PROBLEM DESCRIPTION:
Reproduce the lines of the listing below, starting with the line that contains "Reviewer note: confirm that each instance of the window" and going on through the line that contains "Target: window on wall", both included.

INPUT RECORDS:
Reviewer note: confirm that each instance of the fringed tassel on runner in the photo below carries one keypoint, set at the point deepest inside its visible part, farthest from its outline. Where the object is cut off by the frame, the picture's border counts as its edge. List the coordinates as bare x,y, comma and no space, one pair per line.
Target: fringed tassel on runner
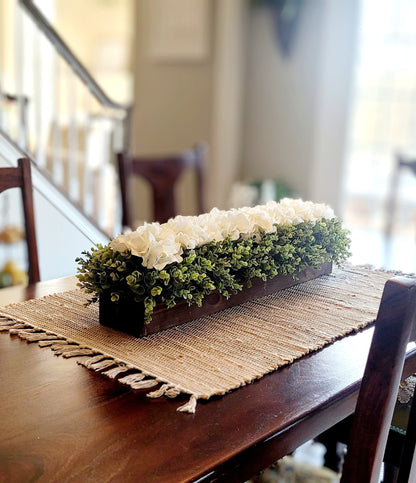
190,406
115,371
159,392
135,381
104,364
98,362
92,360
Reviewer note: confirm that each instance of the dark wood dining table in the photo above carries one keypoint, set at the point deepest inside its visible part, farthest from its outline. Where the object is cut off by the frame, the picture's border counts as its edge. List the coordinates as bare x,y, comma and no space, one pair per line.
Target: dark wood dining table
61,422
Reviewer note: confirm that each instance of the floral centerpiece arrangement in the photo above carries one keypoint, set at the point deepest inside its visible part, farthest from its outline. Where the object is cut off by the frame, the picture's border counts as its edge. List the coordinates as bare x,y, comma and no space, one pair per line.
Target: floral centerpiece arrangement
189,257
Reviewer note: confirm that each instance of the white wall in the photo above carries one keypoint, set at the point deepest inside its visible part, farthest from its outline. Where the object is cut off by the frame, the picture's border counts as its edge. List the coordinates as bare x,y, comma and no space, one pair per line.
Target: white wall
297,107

--

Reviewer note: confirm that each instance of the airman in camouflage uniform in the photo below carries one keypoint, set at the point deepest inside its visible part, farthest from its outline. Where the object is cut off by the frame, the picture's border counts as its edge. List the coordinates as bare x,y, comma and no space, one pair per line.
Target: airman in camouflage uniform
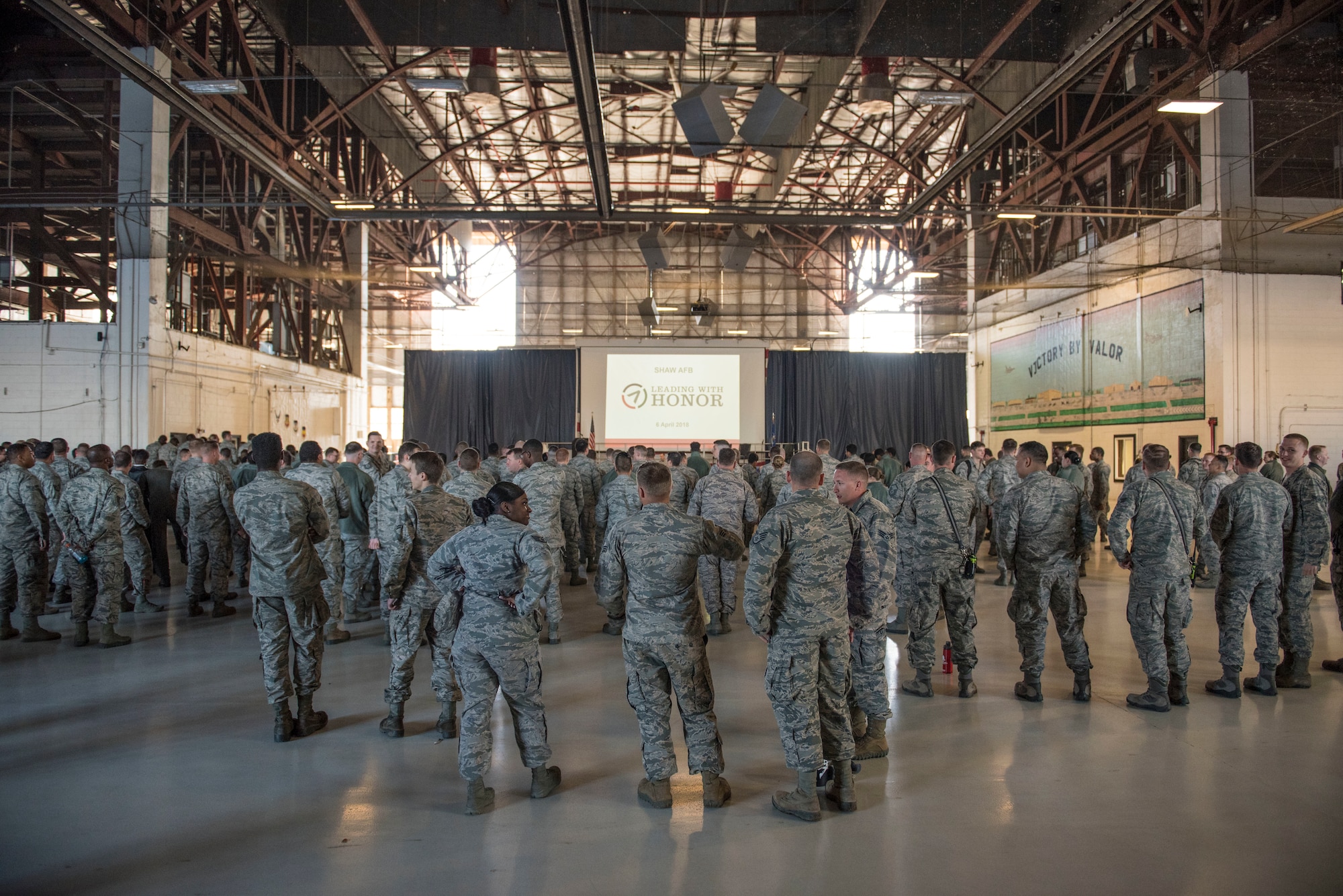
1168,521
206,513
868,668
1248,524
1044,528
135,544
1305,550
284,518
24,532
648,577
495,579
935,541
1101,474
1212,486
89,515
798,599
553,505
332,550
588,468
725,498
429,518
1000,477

...

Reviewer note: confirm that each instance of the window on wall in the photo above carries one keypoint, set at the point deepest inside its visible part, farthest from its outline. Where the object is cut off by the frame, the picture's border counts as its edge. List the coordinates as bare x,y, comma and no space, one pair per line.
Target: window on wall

FINISHED ANSWER:
Reviewer note: confirm that each instance of the window on wall in the photo above carries one keypoint, set at the point deepest inside its visible part, farthest from its outline. Where the object is cut off by the frame, the picture's border counts as its edge. List the coordinates as bare x,y, comma and no space, one pair per line.
Target: window on wall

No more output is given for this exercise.